Entries ::

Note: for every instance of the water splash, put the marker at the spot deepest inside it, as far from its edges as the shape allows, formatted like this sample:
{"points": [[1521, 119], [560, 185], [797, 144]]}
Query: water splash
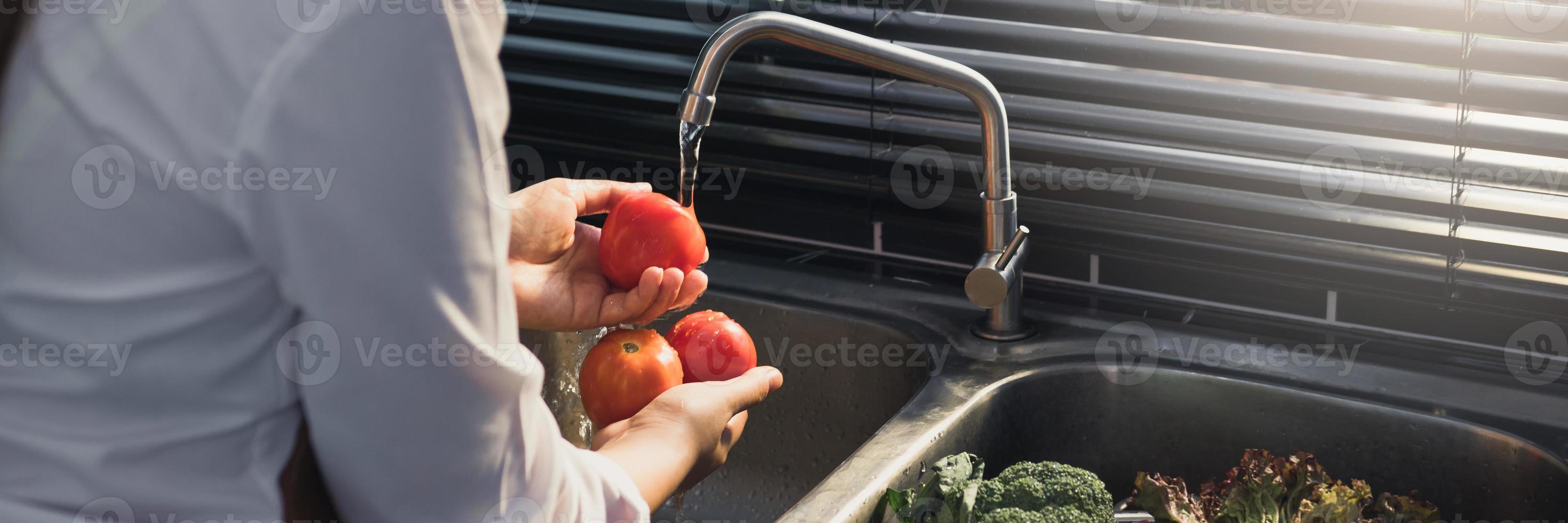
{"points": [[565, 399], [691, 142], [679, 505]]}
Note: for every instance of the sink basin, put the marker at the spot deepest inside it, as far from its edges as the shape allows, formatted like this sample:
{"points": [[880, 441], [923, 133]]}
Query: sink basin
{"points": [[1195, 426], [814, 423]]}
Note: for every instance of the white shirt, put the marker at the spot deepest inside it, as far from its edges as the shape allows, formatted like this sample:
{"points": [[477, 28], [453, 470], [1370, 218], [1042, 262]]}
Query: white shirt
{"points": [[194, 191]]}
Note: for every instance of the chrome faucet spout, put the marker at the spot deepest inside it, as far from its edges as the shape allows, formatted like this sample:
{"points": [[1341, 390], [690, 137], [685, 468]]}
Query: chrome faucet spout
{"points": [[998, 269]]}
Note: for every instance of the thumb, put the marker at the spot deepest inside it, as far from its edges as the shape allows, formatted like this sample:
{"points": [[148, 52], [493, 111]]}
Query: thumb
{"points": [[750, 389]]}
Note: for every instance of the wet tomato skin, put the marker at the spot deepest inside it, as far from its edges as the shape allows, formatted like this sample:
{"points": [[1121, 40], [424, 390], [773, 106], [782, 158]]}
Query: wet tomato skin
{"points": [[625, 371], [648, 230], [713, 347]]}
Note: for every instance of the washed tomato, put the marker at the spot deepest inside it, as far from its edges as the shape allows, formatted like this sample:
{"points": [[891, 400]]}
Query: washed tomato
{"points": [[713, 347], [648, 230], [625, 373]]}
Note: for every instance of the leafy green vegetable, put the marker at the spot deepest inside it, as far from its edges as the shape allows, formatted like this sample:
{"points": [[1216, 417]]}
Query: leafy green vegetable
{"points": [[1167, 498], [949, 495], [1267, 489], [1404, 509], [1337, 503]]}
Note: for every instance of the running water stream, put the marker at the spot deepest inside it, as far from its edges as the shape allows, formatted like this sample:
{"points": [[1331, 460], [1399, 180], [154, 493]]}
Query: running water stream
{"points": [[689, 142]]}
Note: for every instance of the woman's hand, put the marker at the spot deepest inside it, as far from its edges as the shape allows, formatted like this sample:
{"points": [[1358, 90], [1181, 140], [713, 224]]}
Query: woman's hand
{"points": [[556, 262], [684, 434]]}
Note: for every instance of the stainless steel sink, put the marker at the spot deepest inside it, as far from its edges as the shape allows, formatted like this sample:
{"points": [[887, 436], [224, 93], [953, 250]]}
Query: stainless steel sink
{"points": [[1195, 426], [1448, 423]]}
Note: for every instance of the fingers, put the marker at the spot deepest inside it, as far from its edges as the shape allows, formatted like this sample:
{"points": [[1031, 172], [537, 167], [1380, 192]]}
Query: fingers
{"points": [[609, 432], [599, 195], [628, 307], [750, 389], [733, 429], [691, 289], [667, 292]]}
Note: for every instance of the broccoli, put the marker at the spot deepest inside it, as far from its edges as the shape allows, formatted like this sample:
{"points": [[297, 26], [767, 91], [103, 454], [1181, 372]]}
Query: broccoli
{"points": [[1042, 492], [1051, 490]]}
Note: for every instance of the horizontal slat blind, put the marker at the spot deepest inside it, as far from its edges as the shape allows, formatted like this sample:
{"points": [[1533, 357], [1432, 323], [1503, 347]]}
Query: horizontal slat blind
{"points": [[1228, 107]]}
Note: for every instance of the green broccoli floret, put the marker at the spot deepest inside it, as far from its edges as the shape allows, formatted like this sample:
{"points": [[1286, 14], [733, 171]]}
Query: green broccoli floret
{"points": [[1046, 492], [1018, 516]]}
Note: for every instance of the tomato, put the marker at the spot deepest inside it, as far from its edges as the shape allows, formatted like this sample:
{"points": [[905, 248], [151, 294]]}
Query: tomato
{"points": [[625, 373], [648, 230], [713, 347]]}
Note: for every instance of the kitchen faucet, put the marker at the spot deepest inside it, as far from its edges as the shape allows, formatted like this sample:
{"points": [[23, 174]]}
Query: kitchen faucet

Task prompt ::
Reproduce the data above line for line, leaving out any picture markers.

Exercise solution ::
Note: for every instance of the water splash, put the marker at the spot deepest inside it, as far from its edges as the shape allows, formatted like this sample:
{"points": [[1521, 119], [560, 185], [797, 144]]}
Query: water splash
{"points": [[565, 399], [691, 142], [679, 505]]}
Note: for every instance of the sink basin, put the marker at the spot deepest inside it, as far from its edges as the shape allows, formatted like this sample:
{"points": [[880, 441], [923, 133]]}
Query: sink basin
{"points": [[1195, 426], [814, 423]]}
Note: for every instance of the white shirt, put the marker at the spot deepest inside it, as far from its edges as the shape allows, formatted like this sample:
{"points": [[477, 28], [453, 470], [1370, 218], [1042, 262]]}
Query: white shirt
{"points": [[194, 191]]}
Note: for every instance of the chrome faucet spout, put the marker at the spot deepest inside it, as far from its edges as the shape allows, formatted like this sample:
{"points": [[1341, 390], [690, 137], [685, 468]]}
Query: chrome faucet spout
{"points": [[998, 269]]}
Note: for every instance of the thumb, put the marker at the spot deepest inside it, as far from its edges as the shape allows, formatted like this sample:
{"points": [[148, 52], [493, 111]]}
Query: thumb
{"points": [[750, 389]]}
Note: for every instance of the wet tomato skin, put the marker at the spot deepest inside it, as far from its edges as the shape allows, formatted like this sample:
{"points": [[1121, 40], [424, 390], [773, 106], [782, 158]]}
Query: wet tomato skin
{"points": [[625, 371], [648, 230], [713, 347]]}
Note: for every instance of the washed tomato, put the marker at the spot deepest inside it, as far from its edges as the shape allows, formatted like this sample:
{"points": [[891, 400]]}
Query: washed tomato
{"points": [[713, 347], [648, 230], [625, 373]]}
Note: for every instance of the leafy green vegetable, put the marker at the spot deepest inside it, as far from its edges as the shape allows, formatted like this sample:
{"points": [[1216, 417]]}
Query: leafy green vegetable
{"points": [[1167, 498], [949, 495], [1267, 489], [1404, 509], [1337, 503]]}
Note: for every instance of the running water stream, put the marker at the spot deepest inside it, as far from its edges as the shape allows, formatted like this sample:
{"points": [[1331, 460], [1399, 180], [154, 493]]}
Query: running water stream
{"points": [[689, 142]]}
Note: for every instance of the woman's hand, put the marker at the spot deepest inside it, as far from its edges as the shape allows, formatted like this sample:
{"points": [[1358, 90], [1181, 140], [713, 224]]}
Query: woman's hand
{"points": [[556, 262], [684, 434]]}
Note: for every instance of the stainless steel sink, put the marker at the spot deepest inside it, as far from its edges as the shape allows, formatted like this sample:
{"points": [[887, 436], [224, 93], [953, 250]]}
Query: stainless steel sink
{"points": [[1195, 426], [1448, 423]]}
Note: for every instance of the fingers, put the marker at the spot deepest inside it, as far from its edges as the shape allows, formatted like this sample:
{"points": [[1031, 172], [537, 167], [1380, 192]]}
Query: fingers
{"points": [[609, 432], [599, 195], [628, 307], [750, 389], [733, 429], [691, 289], [667, 292]]}
Note: for every instance of the broccoli, put the marker at the spot deepest inside it, as far from its edges as the shape allows, formatted like this sample:
{"points": [[297, 26], [767, 91], [103, 454], [1181, 372]]}
Query: broccoli
{"points": [[1042, 492], [1051, 490]]}
Note: for every instance of the horizontal slat blind, put the marker at the spot deepest inside it, as far from its edges as the shape allows, formatted like this sample:
{"points": [[1533, 357], [1432, 323], [1503, 347]]}
Query: horizontal slat blind
{"points": [[1228, 107]]}
Note: for every instance of the green broccoli floret, put the marker at the spot deepest inside it, as far from its edges as the shape allows, formatted like this sample:
{"points": [[1286, 14], [733, 171]]}
Query: green broccoli floret
{"points": [[1046, 492], [1018, 516]]}
Note: for every instance of the tomato, put the marker at the spot deepest inside it, as far from its edges as the shape allows, formatted like this sample:
{"points": [[905, 248], [151, 294]]}
Query: tomato
{"points": [[625, 373], [648, 230], [713, 347]]}
Note: for every instance of the kitchen faucet, put the marker at the spot deepest inside it, as far from its edges as the shape allows, formatted like this sample:
{"points": [[23, 174]]}
Query: kitchen faucet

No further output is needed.